OBJECTIF ÉNONCÉ 1:
Recopiez mot pour mot, dans le texte sur la lutte contre les discriminations ci-dessous, le passage qui s'ouvre sur les mots « Du point de » et se termine par « celui-ci entend approfondir. ».

TEXTE EXTRAIT:
******************************

Du point de vue de la procédure, le Conseil fédéral n’entend pas non plus retenir la recommandation visant à instaurer le principe de l’allégement du fardeau de la preuve pour tous les cas de discrimination. Il estime que ceux-ci ne sont pas les seuls à engendrer des difficultés en matière de preuves. Selon lui, généraliser ce mécanisme reviendrait à privilégier la protection des victimes de discrimination par rapport à celles ayant fait l’objet d’un licenciement abusif, par exemple. La recommandation d’étendre à tous les domaines du droit concernés par la discrimination le droit d’action des organisations dans les procédures civiles a en revanche retenu l’attention du Conseil fédéral et figure parmi les points que celui-ci entend approfondir.
Enfin, sur la question du règlement extrajudiciaire des litiges, le Conseil fédéral rappelle que le droit civil, de même que la loi sur l’égalité entre femmes et hommes (LEg), prévoient déjà des procédures de ce type. S’il laisse entendre que ces mécanismes pourraient être introduits dans la loi fédérale sur l’élimination des inégalités frappant les personnes handicapées (LHand), il n’est toutefois pas disposé à mettre en place des services de médiation spécifiquement consacrés aux cas de discrimination. Enfin, au vu du faible nombre de cas portés devant les tribunaux, il reconnaît un réel besoin de sensibilisation des personnes concernées. Dans son rapport, il met en avant l’action conjointe de la Confédération et des cantons et la nécessité d’agir spécifiquement, selon le type de discrimination considéré. Au niveau fédéral, cette tâche revient au Service de lutte contre le racisme (SLR), déjà très actif dans ce domaine.

******************************

(Enregistrements)

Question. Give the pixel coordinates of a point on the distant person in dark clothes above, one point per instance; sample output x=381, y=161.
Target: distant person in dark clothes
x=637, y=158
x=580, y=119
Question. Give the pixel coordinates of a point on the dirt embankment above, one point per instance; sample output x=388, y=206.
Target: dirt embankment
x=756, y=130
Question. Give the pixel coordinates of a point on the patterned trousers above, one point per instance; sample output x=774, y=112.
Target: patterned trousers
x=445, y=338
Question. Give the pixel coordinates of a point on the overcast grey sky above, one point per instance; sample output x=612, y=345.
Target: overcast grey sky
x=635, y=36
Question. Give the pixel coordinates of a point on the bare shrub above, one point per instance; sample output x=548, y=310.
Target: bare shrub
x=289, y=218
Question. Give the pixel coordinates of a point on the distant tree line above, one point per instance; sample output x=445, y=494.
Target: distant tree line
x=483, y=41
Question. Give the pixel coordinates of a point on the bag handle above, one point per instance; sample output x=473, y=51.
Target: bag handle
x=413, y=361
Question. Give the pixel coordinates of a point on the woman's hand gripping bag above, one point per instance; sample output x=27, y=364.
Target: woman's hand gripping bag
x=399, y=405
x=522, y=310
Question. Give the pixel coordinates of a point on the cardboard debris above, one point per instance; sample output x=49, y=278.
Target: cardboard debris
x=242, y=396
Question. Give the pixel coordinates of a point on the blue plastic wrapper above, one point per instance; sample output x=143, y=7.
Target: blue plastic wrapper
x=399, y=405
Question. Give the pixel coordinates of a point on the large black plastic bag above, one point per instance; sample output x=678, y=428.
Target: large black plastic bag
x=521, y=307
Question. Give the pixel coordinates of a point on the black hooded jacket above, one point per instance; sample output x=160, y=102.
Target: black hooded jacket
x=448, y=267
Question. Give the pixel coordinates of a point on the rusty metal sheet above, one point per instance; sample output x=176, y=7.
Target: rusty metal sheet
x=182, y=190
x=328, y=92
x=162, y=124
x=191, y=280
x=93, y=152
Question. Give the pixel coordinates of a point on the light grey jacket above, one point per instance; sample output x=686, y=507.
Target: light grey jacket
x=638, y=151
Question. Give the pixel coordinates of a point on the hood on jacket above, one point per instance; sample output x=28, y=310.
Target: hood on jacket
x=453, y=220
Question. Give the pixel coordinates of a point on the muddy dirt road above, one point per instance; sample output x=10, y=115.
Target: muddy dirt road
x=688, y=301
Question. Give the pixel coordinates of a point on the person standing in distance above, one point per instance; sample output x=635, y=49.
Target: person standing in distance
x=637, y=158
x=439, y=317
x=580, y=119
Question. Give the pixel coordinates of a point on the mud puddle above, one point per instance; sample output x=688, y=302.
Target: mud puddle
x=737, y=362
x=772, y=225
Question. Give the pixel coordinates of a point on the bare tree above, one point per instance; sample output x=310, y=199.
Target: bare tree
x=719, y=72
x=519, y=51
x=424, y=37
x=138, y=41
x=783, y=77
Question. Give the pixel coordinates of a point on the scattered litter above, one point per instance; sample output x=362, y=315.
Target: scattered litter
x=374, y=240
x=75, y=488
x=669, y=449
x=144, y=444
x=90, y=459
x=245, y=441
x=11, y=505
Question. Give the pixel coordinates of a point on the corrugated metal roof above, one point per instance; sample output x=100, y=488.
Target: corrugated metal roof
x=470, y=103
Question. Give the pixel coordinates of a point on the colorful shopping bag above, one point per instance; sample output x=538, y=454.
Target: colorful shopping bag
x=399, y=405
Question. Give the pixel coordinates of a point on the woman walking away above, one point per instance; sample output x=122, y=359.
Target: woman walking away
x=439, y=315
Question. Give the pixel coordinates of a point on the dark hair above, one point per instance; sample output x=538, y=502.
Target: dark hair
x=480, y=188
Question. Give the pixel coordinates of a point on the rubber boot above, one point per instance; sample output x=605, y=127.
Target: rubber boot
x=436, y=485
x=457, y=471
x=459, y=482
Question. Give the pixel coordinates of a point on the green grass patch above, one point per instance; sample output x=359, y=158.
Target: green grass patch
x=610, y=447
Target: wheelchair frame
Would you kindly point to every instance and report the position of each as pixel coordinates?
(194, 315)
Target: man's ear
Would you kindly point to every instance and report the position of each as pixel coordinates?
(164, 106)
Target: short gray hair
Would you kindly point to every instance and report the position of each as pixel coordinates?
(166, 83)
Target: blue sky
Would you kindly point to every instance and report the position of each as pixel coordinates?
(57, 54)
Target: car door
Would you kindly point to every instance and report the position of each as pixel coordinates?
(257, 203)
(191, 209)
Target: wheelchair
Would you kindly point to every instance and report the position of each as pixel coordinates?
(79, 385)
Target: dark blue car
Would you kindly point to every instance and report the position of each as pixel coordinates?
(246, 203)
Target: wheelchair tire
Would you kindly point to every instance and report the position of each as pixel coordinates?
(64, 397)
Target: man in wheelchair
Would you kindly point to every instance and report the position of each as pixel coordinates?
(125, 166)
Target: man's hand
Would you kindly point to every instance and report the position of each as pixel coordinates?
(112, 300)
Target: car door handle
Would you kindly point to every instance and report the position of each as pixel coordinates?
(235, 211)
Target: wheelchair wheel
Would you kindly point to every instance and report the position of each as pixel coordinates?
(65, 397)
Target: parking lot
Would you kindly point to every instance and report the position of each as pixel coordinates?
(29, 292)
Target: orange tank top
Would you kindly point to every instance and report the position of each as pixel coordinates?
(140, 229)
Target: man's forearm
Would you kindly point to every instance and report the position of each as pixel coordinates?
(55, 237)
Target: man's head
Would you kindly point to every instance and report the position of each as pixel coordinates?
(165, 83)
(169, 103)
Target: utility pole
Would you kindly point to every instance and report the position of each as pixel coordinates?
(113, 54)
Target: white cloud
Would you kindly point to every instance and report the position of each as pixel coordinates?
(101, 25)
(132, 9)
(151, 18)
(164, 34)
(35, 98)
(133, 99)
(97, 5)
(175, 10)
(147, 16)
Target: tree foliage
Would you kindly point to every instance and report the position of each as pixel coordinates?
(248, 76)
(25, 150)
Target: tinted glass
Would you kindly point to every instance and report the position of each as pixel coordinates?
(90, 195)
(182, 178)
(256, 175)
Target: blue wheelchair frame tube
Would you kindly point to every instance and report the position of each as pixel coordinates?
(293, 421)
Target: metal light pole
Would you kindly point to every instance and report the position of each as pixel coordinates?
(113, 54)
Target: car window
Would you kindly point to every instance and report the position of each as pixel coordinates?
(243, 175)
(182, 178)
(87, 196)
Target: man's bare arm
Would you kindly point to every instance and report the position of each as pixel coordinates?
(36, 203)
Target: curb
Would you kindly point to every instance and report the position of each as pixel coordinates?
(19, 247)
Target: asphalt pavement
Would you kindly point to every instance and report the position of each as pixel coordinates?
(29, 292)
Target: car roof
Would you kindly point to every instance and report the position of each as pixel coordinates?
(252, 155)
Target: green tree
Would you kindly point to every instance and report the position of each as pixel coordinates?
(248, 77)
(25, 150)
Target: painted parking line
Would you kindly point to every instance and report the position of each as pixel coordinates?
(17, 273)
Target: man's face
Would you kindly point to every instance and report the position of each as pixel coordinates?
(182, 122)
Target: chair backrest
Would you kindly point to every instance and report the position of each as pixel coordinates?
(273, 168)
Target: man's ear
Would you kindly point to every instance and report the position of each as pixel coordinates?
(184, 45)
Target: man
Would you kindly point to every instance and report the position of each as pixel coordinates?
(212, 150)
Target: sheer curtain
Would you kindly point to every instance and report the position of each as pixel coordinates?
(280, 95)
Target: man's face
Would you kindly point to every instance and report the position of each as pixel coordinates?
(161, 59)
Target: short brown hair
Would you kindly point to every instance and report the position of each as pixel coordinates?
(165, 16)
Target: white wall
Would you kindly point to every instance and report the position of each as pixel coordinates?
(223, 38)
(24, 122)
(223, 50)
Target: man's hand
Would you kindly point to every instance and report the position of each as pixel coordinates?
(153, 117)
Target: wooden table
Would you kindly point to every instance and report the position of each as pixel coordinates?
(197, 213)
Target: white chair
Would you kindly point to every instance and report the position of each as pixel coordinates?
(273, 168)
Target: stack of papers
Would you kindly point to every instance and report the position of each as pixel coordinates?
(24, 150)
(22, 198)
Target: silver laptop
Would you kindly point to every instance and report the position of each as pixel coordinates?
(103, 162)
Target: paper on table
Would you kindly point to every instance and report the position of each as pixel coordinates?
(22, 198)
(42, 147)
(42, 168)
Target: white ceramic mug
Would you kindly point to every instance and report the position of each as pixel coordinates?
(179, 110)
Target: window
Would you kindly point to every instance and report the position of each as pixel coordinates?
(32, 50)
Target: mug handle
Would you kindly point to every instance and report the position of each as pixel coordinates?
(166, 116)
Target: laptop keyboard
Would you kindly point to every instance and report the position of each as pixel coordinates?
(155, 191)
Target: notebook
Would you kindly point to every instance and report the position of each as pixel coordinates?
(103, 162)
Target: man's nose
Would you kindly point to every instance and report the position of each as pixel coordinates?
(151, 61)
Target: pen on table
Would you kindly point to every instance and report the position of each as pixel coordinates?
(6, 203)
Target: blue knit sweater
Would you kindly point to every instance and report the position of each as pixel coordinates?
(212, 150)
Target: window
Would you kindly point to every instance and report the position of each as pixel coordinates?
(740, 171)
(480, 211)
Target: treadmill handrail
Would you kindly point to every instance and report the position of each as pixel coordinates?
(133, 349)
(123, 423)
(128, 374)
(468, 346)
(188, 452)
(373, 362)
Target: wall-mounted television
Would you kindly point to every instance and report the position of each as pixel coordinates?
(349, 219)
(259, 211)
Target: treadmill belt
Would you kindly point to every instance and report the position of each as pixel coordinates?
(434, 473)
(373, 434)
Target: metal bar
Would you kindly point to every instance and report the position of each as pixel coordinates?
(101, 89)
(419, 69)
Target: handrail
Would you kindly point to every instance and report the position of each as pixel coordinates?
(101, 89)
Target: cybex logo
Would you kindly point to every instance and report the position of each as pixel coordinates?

******************************

OBJECTIF ÉNONCÉ 2:
Réécrivez intégralement les lignes placées après le texte, de la première jusqu'à celle contenant « x=413, y=361 » comprise, et uniquement celles-ci, en augmentant de 44 chaque coordonnée donnée en réponse.

RÉPONSE COMPLÈTE 1:
Du point de vue de la procédure, le Conseil fédéral n’entend pas non plus retenir la recommandation visant à instaurer le principe de l’allégement du fardeau de la preuve pour tous les cas de discrimination. Il estime que ceux-ci ne sont pas les seuls à engendrer des difficultés en matière de preuves. Selon lui, généraliser ce mécanisme reviendrait à privilégier la protection des victimes de discrimination par rapport à celles ayant fait l’objet d’un licenciement abusif, par exemple. La recommandation d’étendre à tous les domaines du droit concernés par la discrimination le droit d’action des organisations dans les procédures civiles a en revanche retenu l’attention du Conseil fédéral et figure parmi les points que celui-ci entend approfondir.

RÉPONSE COMPLÈTE 2:
Question. Give the pixel coordinates of a point on the distant person in dark clothes above, one point per instance; sample output x=381, y=161.
Target: distant person in dark clothes
x=681, y=202
x=624, y=163
Question. Give the pixel coordinates of a point on the dirt embankment above, one point per instance; sample output x=388, y=206.
Target: dirt embankment
x=800, y=174
Question. Give the pixel coordinates of a point on the patterned trousers above, one point per instance; sample output x=774, y=112.
Target: patterned trousers
x=489, y=382
Question. Give the pixel coordinates of a point on the overcast grey sky above, one point per instance; sample output x=612, y=345.
Target: overcast grey sky
x=679, y=80
Question. Give the pixel coordinates of a point on the bare shrub above, one point per instance; sample output x=548, y=310.
Target: bare shrub
x=333, y=262
Question. Give the pixel coordinates of a point on the distant tree line above, one point per instance; sample output x=445, y=494.
Target: distant tree line
x=527, y=85
Question. Give the pixel coordinates of a point on the bag handle above, one point per instance; sample output x=473, y=51.
Target: bag handle
x=457, y=405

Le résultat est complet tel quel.